## EXCERPTED PASSAGE
———

Introducing the NOS Inferentia2 Runtime¶

We are excited to announce the availability of the AWS Inferentia2 runtime on NOS - a.k.a. our inf2 runtime. This runtime is designed to easily serve models on AWS Inferentia2, a high-performance, purpose-built chip for inference. In this blog post, we will introduce the AWS Inferentia2 runtime, and show you how to trivially deploy a model on the AWS Inferentia2 device using NOS. If you have followed our previous tutorial on serving LLMs on a budget (on NVIDIA hardware), you will be pleasantly surprised to see how easy it is to deploy a model on the AWS Inferentia2 device using the pre-baked NOS inf2 runtime we provide.

⚡️ What is AWS Inferentia2?¶

AWS Inferentia2 (Inf2 for short) is the second-generation inference accelerator from AWS. Inf2 instances raise the performance of Inf1 (originally launched in 2019) by delivering 3x higher compute performance, 4x larger total accelerator memory, up to 4x higher throughput, and up to 10x lower latency. Inf2 instances are the first inference-optimized instances in Amazon EC2 to support scale-out distributed inference with ultra-high-speed connectivity between accelerators.

Relative to the AWS G5 instances (NVIDIA A10G), Inf2 instances promise up to 50% better performance-per-watt. Inf2 instances are ideal for applications such as natural language processing, recommender systems, image classification and recognition, speech recognition, and language translation that can take advantage of scale-out distributed inference.

Instance Size	Inf2 Accelerators	Accelerator Memory (GB)	vCPU	Memory (GiB)	On-Demand Price	Spot Price
inf2.xlarge	1	32	4	16	$0.76	$0.32
inf2.8xlarge	1	32	32	128	$1.97	$0.79
inf2.24xlarge	6	192	96	384	$6.49	$2.45
inf2.48xlarge	12	384	192	768	$12.98	$5.13

🏃‍♂️ NOS Inference Runtime¶

The NOS inference server supports custom runtime environments through the use of the InferenceServiceRuntime class - a high-level interface for defining new containerized and hardware-aware runtime environments. NOS already ships with runtime environments for NVIDIA GPUs (gpu) and Intel/ARM CPUs (cpu). Today, we're adding the NOS Inferentia2 runtime (inf2) with the AWS Neuron drivers, the AWS Neuron SDK and NOS pre-installed. This allows developers to quickly develop applications for AWS Inferentia2, without wasting any precious time on the complexities of setting up the AWS Neuron SDK and the AWS Inferentia2 driver environments.

———

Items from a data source
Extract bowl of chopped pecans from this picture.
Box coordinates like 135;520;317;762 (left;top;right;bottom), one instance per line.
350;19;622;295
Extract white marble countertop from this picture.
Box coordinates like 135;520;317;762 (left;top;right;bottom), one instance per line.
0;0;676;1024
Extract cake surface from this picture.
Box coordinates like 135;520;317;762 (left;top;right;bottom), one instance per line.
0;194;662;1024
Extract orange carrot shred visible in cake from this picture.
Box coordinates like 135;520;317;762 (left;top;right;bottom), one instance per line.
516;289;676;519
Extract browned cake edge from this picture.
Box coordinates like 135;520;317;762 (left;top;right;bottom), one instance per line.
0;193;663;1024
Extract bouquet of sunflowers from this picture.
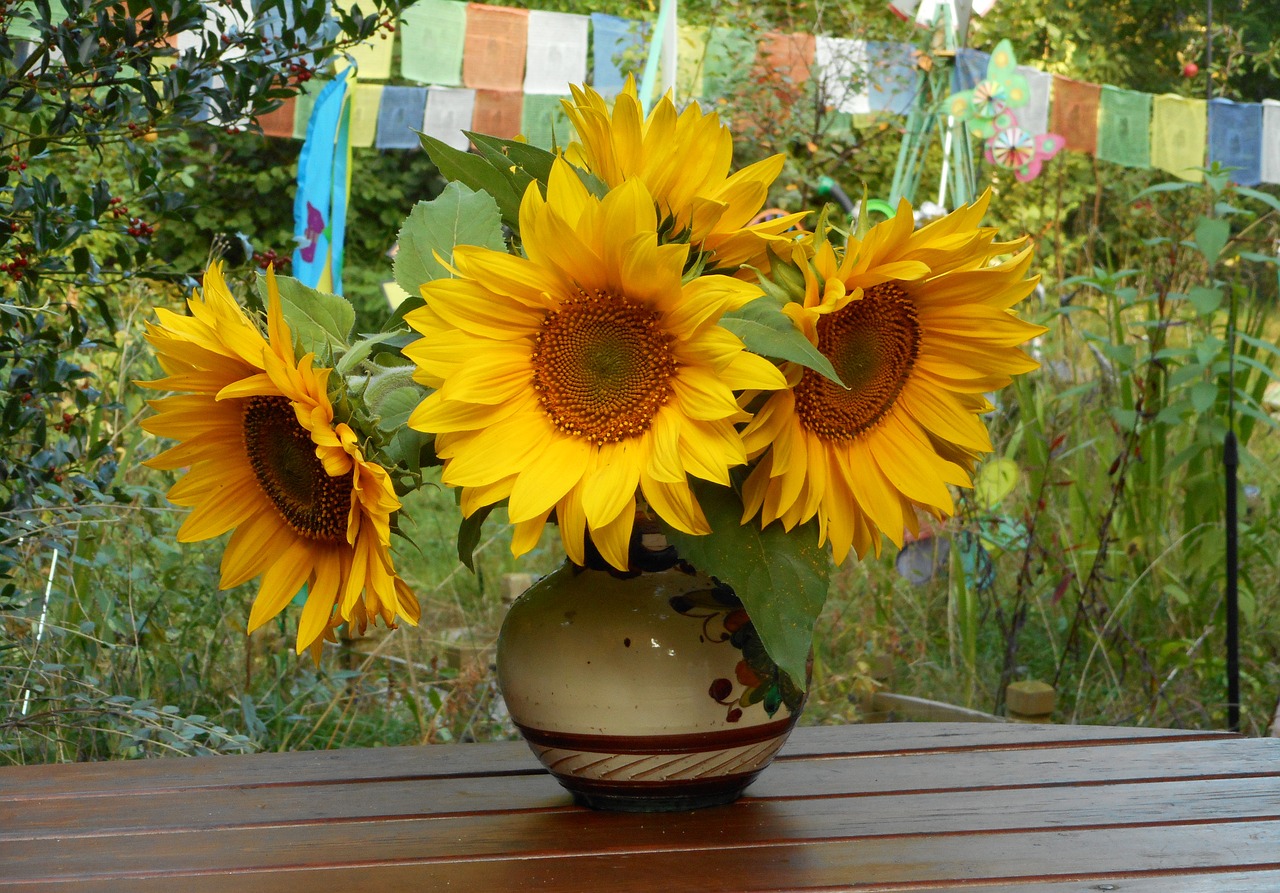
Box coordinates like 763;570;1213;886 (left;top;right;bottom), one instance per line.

———

## ACTIVITY 1
Translate this sentence from the NOS Inferentia2 announcement into Spanish: "AWS Inferentia2 (Inf2 for short) is the second-generation inference accelerator from AWS."
## ACTIVITY 2
According to the NOS Inferentia2 announcement, which runtime environments did NOS already ship with before the inf2 runtime?
## ACTIVITY 3
Write out the NOS Inferentia2 announcement from "Relative to the" up to and including "scale-out distributed inference.".

## RESPONSE AREA 1
AWS Inferentia2 (Inf2 para abreviar) es el acelerador de inferencia de segunda generación de AWS.

## RESPONSE AREA 2
NOS already shipped with runtime environments for NVIDIA GPUs (gpu) and Intel/ARM CPUs (cpu).

## RESPONSE AREA 3
Relative to the AWS G5 instances (NVIDIA A10G), Inf2 instances promise up to 50% better performance-per-watt. Inf2 instances are ideal for applications such as natural language processing, recommender systems, image classification and recognition, speech recognition, and language translation that can take advantage of scale-out distributed inference.